=== Stated goal ===
Copy out the records verbatim, starting with the line that contains "TARGET = pocket on shirt" and going on through the line that contains "column 312, row 980", both included.

=== Input records ===
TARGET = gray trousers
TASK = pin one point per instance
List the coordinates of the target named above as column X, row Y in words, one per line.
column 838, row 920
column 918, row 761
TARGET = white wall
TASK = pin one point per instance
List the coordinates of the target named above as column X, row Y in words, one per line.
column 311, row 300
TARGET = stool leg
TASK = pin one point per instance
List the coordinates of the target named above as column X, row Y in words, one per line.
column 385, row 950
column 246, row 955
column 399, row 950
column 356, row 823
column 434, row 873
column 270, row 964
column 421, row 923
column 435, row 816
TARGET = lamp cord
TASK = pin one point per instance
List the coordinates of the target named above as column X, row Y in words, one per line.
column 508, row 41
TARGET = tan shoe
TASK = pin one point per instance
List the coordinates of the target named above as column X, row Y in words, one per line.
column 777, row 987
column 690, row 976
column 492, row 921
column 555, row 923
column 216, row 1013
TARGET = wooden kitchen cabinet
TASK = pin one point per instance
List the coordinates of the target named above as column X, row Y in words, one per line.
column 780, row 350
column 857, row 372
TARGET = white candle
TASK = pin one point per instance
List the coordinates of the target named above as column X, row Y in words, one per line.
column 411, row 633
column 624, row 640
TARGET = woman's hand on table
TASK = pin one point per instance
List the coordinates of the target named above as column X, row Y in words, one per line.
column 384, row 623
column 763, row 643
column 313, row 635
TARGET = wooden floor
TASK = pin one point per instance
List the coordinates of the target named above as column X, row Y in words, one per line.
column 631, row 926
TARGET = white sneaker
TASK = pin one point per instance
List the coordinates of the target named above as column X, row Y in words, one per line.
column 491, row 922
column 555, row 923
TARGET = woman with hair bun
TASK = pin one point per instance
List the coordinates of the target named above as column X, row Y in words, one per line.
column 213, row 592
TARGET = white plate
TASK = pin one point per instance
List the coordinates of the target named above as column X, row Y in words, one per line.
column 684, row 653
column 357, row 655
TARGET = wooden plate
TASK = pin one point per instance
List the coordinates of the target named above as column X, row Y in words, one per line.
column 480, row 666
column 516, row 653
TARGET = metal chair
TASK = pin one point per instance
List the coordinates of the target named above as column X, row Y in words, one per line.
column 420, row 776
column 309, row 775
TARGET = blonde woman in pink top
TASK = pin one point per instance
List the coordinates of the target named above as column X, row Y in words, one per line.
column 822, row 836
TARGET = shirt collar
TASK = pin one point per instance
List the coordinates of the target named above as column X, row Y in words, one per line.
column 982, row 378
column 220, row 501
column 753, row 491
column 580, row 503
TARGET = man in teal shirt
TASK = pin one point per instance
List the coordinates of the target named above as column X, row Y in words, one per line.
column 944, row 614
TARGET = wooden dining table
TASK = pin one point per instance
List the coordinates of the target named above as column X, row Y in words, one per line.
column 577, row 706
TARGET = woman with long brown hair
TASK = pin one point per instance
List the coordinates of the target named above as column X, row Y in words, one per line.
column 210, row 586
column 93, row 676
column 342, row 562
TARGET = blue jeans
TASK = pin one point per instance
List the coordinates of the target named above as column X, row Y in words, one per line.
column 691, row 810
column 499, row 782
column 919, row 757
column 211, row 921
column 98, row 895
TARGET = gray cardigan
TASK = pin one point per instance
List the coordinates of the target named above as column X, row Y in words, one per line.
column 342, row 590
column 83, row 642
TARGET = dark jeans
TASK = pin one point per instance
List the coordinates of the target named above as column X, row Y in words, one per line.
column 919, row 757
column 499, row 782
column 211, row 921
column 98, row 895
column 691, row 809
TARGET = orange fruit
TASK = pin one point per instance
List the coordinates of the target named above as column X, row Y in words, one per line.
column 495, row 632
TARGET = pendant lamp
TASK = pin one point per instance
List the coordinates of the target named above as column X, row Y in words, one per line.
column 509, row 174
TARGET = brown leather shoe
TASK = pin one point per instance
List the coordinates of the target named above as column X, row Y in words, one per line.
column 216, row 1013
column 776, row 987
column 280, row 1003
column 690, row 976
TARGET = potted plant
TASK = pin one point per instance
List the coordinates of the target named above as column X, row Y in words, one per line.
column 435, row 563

--

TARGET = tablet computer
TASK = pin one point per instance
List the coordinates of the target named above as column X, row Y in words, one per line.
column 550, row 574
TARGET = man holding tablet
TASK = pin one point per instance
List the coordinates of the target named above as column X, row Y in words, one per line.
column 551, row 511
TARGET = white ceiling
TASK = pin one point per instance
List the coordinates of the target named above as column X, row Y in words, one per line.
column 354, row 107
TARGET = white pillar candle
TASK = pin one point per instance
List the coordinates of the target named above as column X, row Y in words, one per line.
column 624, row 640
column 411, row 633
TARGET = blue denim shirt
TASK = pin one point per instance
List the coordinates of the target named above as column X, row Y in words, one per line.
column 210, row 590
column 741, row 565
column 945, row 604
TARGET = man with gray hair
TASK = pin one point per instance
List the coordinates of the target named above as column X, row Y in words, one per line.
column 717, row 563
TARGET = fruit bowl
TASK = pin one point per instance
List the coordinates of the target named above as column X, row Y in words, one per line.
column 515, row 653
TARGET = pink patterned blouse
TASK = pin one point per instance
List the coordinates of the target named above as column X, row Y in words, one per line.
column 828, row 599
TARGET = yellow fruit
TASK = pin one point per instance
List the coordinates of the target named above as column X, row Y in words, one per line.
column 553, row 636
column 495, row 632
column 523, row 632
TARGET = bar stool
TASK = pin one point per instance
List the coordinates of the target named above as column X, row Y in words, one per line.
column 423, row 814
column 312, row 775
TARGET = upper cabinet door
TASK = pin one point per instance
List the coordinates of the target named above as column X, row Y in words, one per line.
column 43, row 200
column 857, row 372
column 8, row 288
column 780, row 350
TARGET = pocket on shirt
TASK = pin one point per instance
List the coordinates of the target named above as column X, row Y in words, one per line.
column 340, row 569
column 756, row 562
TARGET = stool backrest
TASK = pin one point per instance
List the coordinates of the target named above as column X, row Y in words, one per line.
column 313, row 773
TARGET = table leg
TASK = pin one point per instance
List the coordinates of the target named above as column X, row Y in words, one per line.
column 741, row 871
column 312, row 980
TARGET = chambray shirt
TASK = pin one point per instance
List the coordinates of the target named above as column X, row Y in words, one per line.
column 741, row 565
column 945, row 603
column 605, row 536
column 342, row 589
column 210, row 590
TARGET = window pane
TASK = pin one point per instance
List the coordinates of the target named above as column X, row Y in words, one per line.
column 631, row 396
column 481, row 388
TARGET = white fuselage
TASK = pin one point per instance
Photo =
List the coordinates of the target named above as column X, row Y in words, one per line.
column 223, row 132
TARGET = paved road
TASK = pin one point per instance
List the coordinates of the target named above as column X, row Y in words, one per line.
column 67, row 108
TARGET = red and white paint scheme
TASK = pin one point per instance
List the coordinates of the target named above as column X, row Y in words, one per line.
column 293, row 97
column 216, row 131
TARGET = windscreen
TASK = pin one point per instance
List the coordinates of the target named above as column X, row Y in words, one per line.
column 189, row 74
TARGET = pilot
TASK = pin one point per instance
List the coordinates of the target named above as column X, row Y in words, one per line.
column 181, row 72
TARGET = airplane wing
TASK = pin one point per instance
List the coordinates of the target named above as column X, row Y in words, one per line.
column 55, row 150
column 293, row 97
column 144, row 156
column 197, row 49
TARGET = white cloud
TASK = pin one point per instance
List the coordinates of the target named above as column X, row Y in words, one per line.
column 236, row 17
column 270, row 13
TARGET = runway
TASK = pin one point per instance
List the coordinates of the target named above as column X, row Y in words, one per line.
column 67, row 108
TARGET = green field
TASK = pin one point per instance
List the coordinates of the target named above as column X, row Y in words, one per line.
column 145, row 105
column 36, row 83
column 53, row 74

--

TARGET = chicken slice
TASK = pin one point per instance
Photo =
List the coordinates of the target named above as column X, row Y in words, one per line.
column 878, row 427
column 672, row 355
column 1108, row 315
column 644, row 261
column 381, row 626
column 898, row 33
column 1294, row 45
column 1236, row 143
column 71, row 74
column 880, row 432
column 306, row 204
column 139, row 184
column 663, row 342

=== Output of the task ===
TARGET = pocket on shirt
TASK = pin one point per instance
List the coordinates of the target named above as column X, row Y in words, one per line.
column 340, row 569
column 756, row 562
TARGET = stool backrest
TASK = pin one point per instance
List the coordinates of the target named above as column X, row Y in words, one per line.
column 313, row 773
TARGET = table leg
TASK = pin one point per instance
List the coordinates of the target named above as column X, row Y in words, one per line.
column 741, row 871
column 312, row 980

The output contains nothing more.